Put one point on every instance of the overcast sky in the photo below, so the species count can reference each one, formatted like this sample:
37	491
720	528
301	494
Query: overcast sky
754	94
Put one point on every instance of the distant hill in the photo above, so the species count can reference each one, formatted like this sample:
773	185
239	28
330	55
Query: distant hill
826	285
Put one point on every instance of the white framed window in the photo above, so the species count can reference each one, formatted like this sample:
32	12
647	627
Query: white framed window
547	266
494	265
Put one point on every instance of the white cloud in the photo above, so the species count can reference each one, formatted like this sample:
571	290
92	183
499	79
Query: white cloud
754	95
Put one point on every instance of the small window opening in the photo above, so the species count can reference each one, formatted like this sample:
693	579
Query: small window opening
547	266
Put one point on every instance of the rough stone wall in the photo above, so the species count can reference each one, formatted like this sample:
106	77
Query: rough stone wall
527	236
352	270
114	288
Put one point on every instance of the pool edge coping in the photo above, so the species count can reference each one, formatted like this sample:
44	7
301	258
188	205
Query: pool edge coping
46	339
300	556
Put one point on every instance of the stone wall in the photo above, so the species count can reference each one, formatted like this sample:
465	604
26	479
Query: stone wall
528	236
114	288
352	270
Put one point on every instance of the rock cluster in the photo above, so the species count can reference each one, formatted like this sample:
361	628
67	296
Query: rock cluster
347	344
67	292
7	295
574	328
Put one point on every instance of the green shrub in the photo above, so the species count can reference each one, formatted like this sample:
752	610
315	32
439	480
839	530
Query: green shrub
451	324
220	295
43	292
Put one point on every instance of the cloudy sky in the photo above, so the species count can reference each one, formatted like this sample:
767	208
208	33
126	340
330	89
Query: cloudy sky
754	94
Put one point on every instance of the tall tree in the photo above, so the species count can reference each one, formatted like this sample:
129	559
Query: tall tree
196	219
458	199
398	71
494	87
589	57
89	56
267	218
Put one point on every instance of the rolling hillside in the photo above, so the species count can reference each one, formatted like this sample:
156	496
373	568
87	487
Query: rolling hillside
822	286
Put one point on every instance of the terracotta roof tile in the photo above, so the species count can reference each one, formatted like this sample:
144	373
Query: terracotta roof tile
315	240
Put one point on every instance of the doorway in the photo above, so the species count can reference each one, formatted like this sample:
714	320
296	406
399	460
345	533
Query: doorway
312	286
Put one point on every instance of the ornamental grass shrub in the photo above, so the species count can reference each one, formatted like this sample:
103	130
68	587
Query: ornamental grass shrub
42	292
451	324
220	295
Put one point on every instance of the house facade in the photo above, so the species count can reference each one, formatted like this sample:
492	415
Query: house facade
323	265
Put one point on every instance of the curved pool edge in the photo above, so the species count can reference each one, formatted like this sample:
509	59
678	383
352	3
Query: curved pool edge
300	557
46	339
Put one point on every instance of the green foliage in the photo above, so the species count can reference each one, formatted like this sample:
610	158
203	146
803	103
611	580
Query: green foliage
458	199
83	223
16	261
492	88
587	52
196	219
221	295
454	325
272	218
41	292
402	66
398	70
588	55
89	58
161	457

========

WORK TASK
The task requires an exact transcription of all the data.

SOLUTION TO THE EXERCISE
Put one point on every instance of the overcast sky in the photo below, so the species count can reference each one, formatted like this sample:
37	491
720	528
301	494
Query: overcast sky
754	94
Put one point on every instance of the distant hill in the photo above, so the species count can reference each one, formatted like this sample:
773	185
239	28
330	55
Query: distant hill
826	285
Put one point on every instance of the white framed window in the photo above, so the species count can reference each one, formatted like this sample:
32	12
647	627
Query: white framed window
547	266
494	265
Put one point on every instance of the white cloud in the photo above, so the species count can reference each one, formatted like this sample:
571	290
92	183
499	79
Query: white cloud
754	95
Put one point on every instance of the small window opening in the photo above, so the species count can reference each one, formatted like this sample:
693	579
Query: small window opening
547	266
Put one point on every instance of the rough stone wall in the photo above, so the species count can reference each one, formatted like this sample:
106	77
Query: rough stone wall
527	236
352	270
114	288
Put one point on every instance of the pool edge coping in the photo above, so the species count can reference each one, formatted like this sample:
44	7
301	258
188	205
Query: pool edge coping
46	339
300	556
Put one point on every instance of the stone wall in the photo above, so the species count can reference each one, formatted like this sample:
465	604
26	479
Query: stone wall
528	236
114	288
352	270
Put one point on every instance of the rock cluster in the photo above, so the species count can reference each one, formatted like this sample:
361	628
67	296
Query: rock cluster
347	344
67	292
7	295
574	328
Put one point on every instance of the green shrub in the photo above, so the species count can reference each one, formatted like this sample:
752	610
315	32
439	480
839	530
Query: green shrub
451	324
220	295
43	292
Put one point on every instance of the cloudy sky in the photo above, so the species count can reference each one, formatted like this sample:
767	208
208	33
126	340
330	89
Query: cloudy sky
754	94
Put one point on every instance of the tall tree in the photo above, so the species count can reference each one, formatted like this sample:
129	559
Query: tall tree
196	219
458	199
398	71
494	87
589	57
89	56
267	218
Put one point on every instance of the rolling hillside in the photo above, so the species count can reference each one, formatted like this sample:
156	496
373	568
87	487
Query: rolling hillside
822	286
Put one point on every instance of the terracotta roof tile in the photo above, so the species count can reference each one, formatted like this sample:
144	373
Query: terracotta roof tile
315	240
Put one point on every instance of the doorway in the photo above, so the species count can reference each one, formatted like this sample:
714	320
296	406
399	460
345	533
Query: doorway
312	286
Put one point on every instance of the ornamental grass shrub in the photo above, so the species count can reference each one, formatted like this sample:
103	130
68	587
Query: ornamental grass shrub
42	292
451	324
220	295
Put one point on every instance of the house facade in the photo above, so the species count can reference each one, formatted like this sample:
492	415
Query: house facade
323	265
Put one point on every instance of the curved pool edge in the photo above, so the species count can reference each one, formatted like this sample:
509	59
678	383
352	3
Query: curved pool edge
300	557
46	339
Put one point on every instance of the green foliage in the photo above, so the species count can reference each one, formatted like this sample:
610	158
203	146
803	103
611	580
Query: green foliage
458	199
83	223
16	261
492	88
587	52
196	219
221	295
454	325
272	218
41	292
402	66
398	70
588	55
89	58
161	457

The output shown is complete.